TASK ITEM:
In the entries below, every line with the string "frame" is to be reported.

======== GIVEN RECORDS

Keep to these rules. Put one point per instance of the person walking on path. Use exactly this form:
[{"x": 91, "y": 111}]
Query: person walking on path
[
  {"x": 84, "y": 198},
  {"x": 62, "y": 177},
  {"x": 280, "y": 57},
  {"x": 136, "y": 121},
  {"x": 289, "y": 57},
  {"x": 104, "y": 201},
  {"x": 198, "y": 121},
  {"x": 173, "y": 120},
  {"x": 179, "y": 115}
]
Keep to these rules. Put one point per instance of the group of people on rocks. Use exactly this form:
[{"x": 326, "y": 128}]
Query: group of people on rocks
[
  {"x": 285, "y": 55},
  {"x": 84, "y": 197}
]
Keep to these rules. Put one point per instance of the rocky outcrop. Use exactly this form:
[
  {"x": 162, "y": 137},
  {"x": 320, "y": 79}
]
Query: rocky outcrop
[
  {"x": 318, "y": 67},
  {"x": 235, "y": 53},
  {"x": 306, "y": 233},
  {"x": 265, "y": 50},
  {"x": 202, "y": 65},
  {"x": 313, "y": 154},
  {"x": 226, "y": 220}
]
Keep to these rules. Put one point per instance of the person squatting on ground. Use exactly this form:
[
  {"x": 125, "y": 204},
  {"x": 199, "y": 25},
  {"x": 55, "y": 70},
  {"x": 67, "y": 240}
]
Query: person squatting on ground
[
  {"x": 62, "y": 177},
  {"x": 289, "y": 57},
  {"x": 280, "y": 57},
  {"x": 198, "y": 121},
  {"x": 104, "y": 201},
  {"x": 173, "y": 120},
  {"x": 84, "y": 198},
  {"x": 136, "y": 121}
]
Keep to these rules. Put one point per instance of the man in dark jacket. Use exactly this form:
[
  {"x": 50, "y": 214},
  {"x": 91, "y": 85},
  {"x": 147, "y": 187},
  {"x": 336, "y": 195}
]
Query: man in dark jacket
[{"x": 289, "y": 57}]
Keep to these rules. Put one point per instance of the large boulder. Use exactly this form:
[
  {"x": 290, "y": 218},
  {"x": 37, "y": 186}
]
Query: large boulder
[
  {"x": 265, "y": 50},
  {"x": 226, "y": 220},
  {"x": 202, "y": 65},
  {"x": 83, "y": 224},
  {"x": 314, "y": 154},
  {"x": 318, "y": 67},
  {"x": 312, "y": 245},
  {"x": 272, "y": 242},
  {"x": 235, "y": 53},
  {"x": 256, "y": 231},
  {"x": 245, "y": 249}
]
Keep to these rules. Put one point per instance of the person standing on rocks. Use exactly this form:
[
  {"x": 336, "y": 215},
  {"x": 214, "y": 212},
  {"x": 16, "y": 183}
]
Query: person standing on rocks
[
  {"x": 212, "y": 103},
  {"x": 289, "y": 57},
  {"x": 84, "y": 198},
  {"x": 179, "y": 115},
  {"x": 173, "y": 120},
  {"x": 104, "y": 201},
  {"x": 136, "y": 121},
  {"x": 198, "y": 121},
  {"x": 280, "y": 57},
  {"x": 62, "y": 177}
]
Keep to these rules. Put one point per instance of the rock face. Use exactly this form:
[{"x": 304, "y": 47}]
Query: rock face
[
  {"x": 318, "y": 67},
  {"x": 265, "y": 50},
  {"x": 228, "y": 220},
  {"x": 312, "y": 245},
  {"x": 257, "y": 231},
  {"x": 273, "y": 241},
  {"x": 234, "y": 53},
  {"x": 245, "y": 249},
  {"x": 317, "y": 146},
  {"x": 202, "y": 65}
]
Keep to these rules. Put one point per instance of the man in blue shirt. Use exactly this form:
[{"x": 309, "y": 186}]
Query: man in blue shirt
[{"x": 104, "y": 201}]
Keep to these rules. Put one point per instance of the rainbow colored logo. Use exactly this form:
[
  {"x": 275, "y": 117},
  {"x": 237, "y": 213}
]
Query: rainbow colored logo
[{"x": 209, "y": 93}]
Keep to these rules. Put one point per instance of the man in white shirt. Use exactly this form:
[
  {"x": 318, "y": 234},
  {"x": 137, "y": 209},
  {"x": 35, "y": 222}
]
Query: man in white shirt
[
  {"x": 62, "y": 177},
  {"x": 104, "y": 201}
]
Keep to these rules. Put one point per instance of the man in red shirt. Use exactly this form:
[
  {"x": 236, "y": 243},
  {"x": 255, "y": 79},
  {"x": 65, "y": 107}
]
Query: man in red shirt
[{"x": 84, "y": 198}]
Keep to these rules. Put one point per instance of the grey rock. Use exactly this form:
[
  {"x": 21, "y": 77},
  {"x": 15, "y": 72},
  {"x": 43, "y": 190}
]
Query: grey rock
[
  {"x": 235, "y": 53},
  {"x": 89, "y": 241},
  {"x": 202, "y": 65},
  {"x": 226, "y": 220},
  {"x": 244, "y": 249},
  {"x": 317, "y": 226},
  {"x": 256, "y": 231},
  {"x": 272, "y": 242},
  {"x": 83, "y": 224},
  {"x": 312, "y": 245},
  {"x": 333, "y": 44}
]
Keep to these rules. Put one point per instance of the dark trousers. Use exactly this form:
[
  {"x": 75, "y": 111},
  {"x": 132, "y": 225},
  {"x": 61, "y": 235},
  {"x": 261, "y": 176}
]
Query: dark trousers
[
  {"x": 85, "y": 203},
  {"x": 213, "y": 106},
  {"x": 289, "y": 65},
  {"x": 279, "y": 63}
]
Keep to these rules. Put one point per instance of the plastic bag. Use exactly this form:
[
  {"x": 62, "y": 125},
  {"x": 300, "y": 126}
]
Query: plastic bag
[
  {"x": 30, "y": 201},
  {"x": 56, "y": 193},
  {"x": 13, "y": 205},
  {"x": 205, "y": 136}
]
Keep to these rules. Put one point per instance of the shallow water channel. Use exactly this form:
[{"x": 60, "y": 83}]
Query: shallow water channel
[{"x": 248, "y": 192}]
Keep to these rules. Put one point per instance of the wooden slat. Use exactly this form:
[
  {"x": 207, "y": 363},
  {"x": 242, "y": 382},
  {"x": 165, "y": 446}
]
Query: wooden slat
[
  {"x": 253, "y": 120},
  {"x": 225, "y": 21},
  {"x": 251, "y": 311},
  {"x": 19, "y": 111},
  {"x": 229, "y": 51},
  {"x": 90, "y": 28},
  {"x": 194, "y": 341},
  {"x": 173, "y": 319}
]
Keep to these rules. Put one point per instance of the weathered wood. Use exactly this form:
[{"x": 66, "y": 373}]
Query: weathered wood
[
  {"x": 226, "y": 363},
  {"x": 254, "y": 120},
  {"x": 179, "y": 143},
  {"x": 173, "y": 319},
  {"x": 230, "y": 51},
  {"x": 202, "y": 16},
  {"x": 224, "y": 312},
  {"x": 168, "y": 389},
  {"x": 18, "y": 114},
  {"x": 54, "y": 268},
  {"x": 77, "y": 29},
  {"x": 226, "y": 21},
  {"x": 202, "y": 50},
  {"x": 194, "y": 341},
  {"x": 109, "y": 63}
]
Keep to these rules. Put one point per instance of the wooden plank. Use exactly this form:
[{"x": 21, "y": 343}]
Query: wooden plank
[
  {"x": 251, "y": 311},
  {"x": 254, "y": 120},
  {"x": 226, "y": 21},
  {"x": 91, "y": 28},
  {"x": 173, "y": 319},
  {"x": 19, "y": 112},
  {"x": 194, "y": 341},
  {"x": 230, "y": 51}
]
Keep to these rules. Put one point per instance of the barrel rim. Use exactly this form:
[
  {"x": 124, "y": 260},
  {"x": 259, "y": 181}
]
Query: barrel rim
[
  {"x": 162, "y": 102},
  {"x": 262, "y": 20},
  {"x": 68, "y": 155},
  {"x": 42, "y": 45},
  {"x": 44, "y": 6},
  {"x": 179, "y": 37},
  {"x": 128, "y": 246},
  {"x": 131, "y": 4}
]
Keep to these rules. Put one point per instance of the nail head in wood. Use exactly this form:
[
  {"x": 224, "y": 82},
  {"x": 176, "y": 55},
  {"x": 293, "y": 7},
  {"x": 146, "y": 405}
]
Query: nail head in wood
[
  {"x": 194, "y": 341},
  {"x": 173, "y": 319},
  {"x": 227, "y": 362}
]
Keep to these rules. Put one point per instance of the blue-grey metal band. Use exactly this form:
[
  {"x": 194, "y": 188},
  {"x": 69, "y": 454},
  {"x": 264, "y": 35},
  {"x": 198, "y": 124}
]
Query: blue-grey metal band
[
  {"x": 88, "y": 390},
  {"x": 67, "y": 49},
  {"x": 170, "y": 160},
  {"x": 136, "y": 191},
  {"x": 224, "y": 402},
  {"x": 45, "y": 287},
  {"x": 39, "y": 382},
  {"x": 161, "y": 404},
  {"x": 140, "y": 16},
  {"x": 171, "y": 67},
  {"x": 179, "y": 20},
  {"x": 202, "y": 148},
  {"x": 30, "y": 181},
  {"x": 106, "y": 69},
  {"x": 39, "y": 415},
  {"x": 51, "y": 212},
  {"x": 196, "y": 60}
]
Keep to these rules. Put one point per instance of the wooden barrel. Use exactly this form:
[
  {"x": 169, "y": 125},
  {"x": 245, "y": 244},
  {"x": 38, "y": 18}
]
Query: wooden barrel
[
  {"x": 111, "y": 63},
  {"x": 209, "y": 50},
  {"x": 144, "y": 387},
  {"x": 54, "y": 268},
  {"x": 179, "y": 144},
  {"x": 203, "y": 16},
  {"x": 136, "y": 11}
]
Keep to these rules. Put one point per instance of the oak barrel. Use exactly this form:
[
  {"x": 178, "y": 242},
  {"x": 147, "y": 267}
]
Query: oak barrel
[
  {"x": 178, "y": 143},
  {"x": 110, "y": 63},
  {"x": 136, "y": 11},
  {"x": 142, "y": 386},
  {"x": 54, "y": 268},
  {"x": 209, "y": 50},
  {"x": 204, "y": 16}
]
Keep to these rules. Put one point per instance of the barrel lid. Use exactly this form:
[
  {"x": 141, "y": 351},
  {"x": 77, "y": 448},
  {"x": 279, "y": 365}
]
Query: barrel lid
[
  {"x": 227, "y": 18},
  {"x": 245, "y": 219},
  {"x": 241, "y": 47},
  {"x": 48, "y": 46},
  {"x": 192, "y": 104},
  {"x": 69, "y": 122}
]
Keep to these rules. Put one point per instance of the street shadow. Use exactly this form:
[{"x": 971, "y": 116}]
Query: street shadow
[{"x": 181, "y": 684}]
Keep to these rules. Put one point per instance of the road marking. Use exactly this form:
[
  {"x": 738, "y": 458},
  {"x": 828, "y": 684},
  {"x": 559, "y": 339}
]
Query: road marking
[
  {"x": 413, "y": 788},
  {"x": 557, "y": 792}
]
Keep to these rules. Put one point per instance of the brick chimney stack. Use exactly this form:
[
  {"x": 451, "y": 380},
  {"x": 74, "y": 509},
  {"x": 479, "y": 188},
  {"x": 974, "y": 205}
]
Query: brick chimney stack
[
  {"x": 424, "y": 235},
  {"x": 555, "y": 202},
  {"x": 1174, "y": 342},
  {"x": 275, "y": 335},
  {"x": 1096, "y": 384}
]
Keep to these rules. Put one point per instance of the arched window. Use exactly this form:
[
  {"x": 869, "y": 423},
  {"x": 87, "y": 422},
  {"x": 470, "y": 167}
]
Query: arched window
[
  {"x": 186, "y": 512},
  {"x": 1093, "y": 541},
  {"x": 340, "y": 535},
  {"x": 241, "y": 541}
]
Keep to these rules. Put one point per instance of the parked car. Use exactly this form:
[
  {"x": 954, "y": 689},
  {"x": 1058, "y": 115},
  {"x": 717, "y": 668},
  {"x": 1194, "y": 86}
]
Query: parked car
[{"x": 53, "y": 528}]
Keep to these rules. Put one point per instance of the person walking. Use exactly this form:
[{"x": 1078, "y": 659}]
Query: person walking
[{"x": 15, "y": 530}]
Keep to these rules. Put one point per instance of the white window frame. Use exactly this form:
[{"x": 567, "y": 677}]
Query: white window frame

================

WRITTEN REPLY:
Keep to these rules. Put one point per instance of the white window frame. Use exactly this form:
Query: white window frame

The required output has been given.